• [Text under study]
Yes, that’s the difference between “some evolutionary account” and actual history, depressingly bound to facts. Wilson is currently putting a lot of energy into using an “open” church as a basis for renewal operations?

Will any of it work? Maybe. The Hawthorne effect is a well-established effect in social psychology, in  which any intervention that attracts attention has an initial favourable effect. But that effect fades if no real change has occurred, only a momentary enthusiasm. That’s why we hear about so many great new urban renewal projects in the Sunday supplement – and that’s the last we ever do hear of them.

Reflections

My bias is that I live in a naturally good neighbourhood in a comparatively safe and prosperous city. So am well aware of the role that policy choices have played in making and keeping it so, over the last seventy years. Strikingly absent from Marris’s account of Wilson’s venture was any discussion of how social and economic policies imposed from above might have shaped what Binghamton is now. Or whether, historically speaking, there is much hope for improvement.

This is not a prescription, only an observation: When a town exists only because of an industry, and the industry closes, the inhabitants might be best off to migrate rather than try to “save” it. The town is only an abstraction; the people are real, and they would be just as real somewhere else. But it’s hard to leave one’s home town, and lots of decaying towns are actually more fun for long-time residents than a new venue would be. That doesn’t change them. Life is full of these dilemmas, which are not the province of the “selfish gene.”

• [Work item A]
Condense the paragraph of the passage on urban renewal that begins "Will any of it work?" into two or three sentences, keeping its main facts.
• [Work item B]
From the passage on urban renewal, reproduce the section that opens with the words containing "Yes, that’s the" and closes with "hear of them.".

• [Excerpted data]
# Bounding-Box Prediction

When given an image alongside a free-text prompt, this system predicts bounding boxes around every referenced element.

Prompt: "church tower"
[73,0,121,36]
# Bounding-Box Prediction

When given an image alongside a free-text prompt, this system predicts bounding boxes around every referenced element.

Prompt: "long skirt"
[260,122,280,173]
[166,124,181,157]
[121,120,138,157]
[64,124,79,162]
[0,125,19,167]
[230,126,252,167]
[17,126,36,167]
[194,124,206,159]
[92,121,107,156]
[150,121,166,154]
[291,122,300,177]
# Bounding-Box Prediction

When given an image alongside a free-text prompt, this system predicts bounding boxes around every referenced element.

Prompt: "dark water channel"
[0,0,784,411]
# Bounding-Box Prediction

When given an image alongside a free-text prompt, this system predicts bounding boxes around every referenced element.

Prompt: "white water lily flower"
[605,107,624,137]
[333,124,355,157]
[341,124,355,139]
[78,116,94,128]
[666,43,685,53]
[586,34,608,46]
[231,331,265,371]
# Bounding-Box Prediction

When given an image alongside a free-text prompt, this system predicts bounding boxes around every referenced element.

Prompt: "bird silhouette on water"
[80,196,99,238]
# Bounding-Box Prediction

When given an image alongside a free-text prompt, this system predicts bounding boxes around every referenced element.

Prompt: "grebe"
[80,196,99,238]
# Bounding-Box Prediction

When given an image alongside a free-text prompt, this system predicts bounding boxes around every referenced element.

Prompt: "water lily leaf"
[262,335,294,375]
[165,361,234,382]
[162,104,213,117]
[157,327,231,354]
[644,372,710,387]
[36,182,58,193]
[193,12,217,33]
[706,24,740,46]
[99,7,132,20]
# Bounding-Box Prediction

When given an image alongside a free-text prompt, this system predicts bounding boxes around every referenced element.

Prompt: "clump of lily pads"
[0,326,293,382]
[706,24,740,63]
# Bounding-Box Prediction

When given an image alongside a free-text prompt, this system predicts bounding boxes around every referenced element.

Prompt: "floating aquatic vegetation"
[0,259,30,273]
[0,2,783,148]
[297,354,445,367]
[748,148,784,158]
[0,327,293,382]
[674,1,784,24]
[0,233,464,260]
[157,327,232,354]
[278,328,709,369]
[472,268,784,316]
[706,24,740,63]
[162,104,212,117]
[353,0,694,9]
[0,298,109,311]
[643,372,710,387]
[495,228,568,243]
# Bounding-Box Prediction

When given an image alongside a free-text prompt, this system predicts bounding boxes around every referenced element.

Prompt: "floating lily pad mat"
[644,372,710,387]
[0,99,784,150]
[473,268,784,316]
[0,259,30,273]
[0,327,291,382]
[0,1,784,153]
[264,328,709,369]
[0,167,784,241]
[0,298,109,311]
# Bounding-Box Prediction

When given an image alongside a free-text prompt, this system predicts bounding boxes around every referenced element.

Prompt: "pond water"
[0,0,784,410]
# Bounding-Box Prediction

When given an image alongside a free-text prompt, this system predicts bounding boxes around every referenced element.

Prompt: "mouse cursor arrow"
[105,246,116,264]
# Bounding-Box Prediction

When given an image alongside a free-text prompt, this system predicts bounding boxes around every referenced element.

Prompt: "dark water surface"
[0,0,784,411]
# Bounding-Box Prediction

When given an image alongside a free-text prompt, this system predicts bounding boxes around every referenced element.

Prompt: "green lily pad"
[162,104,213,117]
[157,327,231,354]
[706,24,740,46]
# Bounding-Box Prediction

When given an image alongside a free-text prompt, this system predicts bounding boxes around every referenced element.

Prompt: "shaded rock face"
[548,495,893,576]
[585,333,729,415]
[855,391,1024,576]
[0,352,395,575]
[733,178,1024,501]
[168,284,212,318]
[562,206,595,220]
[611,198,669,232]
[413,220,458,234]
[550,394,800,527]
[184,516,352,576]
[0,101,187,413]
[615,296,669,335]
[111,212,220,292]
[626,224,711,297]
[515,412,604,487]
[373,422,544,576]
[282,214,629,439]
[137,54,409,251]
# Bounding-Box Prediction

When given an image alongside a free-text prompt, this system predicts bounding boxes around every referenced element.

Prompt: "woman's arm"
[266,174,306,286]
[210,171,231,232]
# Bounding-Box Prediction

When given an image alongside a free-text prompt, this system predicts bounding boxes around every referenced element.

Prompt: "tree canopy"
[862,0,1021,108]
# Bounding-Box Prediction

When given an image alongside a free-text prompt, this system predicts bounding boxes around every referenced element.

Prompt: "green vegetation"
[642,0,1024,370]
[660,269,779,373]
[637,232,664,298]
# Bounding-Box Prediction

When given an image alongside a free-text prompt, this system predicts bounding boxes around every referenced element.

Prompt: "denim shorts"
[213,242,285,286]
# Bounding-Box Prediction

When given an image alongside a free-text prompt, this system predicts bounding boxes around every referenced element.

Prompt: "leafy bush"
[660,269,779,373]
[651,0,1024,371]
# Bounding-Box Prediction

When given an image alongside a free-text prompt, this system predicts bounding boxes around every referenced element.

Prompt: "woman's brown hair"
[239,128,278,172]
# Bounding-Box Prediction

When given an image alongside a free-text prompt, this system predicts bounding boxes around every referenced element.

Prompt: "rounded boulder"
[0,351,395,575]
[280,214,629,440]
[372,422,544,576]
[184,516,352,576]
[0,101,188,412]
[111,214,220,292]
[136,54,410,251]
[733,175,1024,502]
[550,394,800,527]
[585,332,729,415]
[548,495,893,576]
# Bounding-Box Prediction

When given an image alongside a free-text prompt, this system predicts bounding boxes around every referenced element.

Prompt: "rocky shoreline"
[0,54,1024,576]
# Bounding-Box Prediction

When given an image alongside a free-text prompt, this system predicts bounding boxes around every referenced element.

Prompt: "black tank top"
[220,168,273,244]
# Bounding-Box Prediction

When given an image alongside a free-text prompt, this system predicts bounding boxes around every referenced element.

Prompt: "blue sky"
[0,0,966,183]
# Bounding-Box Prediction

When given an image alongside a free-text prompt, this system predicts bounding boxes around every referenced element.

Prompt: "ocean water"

• [Task solution A]
The Hawthorne effect, well established in social psychology, means that any intervention that draws attention first has a favorable effect. That effect fades when no real change follows, only passing enthusiasm. This explains why so many celebrated urban renewal projects appear in the Sunday supplement and are never heard of again.

• [Task solution B]
Yes, that’s the difference between “some evolutionary account” and actual history, depressingly bound to facts. Wilson is currently putting a lot of energy into using an “open” church as a basis for renewal operations?

Will any of it work? Maybe. The Hawthorne effect is a well-established effect in social psychology, in  which any intervention that attracts attention has an initial favourable effect. But that effect fades if no real change has occurred, only a momentary enthusiasm. That’s why we hear about so many great new urban renewal projects in the Sunday supplement – and that’s the last we ever do hear of them.